(Raw records)
⟨

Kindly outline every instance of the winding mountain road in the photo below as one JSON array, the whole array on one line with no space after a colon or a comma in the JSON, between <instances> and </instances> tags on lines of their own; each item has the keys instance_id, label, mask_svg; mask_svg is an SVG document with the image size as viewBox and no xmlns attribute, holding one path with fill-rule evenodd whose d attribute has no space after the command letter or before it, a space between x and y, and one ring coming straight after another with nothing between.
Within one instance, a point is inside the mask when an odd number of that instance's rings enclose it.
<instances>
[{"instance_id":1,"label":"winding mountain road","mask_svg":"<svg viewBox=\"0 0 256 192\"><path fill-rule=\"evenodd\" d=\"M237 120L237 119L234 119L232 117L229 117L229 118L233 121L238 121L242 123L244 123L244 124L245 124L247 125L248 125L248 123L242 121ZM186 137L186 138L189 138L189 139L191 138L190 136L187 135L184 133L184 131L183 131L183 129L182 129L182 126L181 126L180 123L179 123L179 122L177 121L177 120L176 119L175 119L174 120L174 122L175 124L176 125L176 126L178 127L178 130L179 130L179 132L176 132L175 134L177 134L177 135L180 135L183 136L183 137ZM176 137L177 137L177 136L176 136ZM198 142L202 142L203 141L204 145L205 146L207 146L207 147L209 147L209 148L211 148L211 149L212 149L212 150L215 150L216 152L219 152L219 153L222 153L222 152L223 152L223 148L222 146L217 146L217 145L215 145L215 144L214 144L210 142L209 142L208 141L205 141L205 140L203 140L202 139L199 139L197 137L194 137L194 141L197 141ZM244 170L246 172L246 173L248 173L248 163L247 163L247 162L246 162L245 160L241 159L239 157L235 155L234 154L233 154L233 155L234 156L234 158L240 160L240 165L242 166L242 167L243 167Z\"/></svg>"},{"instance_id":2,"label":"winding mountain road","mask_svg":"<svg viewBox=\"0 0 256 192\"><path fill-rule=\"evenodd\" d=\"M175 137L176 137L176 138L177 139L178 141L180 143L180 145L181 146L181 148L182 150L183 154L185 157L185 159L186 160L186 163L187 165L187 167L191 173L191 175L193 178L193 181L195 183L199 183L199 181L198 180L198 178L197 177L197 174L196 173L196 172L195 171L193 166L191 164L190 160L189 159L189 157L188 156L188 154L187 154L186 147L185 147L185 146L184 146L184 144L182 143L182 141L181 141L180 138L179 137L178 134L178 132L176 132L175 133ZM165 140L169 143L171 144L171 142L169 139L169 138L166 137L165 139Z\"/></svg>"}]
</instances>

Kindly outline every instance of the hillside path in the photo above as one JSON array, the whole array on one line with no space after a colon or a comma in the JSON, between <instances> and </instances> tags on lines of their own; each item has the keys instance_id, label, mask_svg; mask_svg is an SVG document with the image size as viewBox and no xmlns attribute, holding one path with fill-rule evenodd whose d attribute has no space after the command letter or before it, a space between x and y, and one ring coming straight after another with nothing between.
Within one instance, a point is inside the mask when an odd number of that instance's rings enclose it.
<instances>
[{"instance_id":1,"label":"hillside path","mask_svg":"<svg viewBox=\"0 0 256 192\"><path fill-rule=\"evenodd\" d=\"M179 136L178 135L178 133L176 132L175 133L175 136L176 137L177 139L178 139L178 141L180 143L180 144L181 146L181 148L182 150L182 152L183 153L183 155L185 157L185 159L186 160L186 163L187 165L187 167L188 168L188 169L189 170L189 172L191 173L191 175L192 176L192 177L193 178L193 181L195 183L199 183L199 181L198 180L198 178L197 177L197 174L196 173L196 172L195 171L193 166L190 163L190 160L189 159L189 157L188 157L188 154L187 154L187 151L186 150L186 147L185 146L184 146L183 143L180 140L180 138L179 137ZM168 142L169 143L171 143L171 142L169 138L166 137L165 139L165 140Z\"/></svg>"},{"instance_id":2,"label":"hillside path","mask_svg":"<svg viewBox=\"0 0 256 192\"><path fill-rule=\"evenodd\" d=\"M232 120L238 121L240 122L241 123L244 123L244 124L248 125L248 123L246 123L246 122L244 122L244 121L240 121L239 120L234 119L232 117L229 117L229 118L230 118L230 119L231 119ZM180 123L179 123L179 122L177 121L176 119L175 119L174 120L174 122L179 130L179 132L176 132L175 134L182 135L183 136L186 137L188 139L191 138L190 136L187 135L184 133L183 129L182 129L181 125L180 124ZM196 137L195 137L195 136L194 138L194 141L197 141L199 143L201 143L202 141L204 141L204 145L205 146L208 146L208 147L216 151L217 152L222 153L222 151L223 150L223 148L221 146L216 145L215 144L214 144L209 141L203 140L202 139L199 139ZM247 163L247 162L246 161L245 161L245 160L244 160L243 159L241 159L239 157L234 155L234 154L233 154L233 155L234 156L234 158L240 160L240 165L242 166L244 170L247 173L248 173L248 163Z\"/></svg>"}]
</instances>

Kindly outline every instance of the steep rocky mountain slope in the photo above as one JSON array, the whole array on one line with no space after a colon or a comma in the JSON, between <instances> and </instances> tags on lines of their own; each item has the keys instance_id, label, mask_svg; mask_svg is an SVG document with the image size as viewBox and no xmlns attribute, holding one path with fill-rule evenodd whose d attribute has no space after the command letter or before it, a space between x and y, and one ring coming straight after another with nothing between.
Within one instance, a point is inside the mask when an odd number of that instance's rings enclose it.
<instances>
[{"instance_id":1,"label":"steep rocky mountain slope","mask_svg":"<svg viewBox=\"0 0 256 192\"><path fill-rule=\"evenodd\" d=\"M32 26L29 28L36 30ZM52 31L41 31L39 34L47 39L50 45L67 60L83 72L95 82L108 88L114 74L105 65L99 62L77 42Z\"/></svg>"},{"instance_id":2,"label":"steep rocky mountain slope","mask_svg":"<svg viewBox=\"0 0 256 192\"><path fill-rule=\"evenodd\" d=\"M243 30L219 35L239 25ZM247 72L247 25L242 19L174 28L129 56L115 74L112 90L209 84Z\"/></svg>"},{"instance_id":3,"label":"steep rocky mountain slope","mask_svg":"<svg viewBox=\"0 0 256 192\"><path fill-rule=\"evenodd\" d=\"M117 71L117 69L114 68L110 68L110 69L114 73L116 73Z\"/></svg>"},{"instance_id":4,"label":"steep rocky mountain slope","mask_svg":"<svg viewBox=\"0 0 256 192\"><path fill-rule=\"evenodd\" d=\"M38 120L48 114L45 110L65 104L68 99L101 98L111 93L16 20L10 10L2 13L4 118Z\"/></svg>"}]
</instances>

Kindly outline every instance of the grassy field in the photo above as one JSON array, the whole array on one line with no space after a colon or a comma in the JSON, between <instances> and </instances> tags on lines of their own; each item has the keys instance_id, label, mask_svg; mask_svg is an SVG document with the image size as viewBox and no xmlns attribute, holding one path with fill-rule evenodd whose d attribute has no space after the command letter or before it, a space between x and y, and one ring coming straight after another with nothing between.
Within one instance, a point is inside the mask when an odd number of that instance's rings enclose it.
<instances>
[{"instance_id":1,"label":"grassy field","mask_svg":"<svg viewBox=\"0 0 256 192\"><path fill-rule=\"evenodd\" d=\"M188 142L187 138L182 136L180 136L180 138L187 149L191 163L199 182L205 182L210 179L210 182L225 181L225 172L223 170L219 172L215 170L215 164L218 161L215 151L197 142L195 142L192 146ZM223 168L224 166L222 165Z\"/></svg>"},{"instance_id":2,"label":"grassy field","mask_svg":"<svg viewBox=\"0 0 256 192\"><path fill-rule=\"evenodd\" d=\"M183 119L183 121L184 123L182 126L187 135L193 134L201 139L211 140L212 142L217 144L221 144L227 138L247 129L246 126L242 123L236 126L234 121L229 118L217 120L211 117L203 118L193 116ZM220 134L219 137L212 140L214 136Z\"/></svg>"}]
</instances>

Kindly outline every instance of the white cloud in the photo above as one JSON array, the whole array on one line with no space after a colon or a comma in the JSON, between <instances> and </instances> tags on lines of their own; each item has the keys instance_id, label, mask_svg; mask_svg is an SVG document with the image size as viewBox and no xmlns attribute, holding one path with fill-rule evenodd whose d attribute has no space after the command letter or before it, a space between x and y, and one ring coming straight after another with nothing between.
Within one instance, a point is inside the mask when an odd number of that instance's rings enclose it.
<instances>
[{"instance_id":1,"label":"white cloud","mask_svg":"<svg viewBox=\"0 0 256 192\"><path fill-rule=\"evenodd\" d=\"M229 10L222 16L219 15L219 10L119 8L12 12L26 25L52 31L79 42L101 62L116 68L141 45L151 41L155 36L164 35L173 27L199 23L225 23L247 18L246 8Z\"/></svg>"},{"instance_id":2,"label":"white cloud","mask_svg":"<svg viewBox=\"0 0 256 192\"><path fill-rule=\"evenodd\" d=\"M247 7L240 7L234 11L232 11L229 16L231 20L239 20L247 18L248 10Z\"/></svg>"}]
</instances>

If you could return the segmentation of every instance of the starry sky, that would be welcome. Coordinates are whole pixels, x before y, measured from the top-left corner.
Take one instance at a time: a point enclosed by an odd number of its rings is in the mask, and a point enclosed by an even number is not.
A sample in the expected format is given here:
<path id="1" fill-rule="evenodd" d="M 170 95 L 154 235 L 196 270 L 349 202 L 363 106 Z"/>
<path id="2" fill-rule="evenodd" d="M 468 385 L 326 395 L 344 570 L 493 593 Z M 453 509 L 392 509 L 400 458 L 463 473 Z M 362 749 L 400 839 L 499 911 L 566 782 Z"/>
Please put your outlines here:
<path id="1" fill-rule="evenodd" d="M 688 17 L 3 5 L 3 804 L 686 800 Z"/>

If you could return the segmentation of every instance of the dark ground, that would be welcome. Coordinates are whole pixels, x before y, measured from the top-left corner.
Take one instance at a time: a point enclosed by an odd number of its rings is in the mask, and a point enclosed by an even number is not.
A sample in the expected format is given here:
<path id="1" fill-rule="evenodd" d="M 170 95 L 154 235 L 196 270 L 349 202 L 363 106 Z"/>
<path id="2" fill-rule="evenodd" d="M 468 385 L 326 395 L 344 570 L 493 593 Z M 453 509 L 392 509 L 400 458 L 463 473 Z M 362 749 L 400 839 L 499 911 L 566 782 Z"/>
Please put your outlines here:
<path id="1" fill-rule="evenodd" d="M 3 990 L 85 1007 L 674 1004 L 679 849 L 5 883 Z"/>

⟩

Scale everything from the line containing "of the dark" down to the end of the listing, writing out all of those lines again, requests included. Multiply each coordinate in the answer outlines by 0.5 and round to whole numbers (halves up), leaving the numbers in the requests and the format sample as they are.

If you could return the segmentation of every instance of the dark ground, that would be welcome. Coordinates are whole pixels, x before y, measured from the top-left corner.
Take one instance at a time: a point enclosed by an odd number of its rings is in the mask, and a point enclosed by an even number is not.
A sample in the expected format is given here:
<path id="1" fill-rule="evenodd" d="M 170 95 L 154 235 L 196 270 L 349 202 L 363 106 Z"/>
<path id="2" fill-rule="evenodd" d="M 468 385 L 326 395 L 344 570 L 493 593 Z M 453 509 L 392 509 L 400 458 L 463 473 Z M 362 749 L 400 839 L 499 911 L 566 782 Z"/>
Please put your outlines here:
<path id="1" fill-rule="evenodd" d="M 2 495 L 43 504 L 337 502 L 340 425 L 3 442 Z"/>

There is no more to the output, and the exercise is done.